The data:
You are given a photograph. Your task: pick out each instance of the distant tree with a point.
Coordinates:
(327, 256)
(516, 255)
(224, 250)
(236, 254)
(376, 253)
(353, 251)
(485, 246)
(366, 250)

Work required: Send back all of the entries exactly, with nothing missing.

Task solution:
You are given a photograph. Your task: pick out each instance of the distant tree with a point.
Coordinates:
(327, 256)
(516, 255)
(224, 250)
(236, 254)
(376, 253)
(353, 251)
(485, 246)
(366, 250)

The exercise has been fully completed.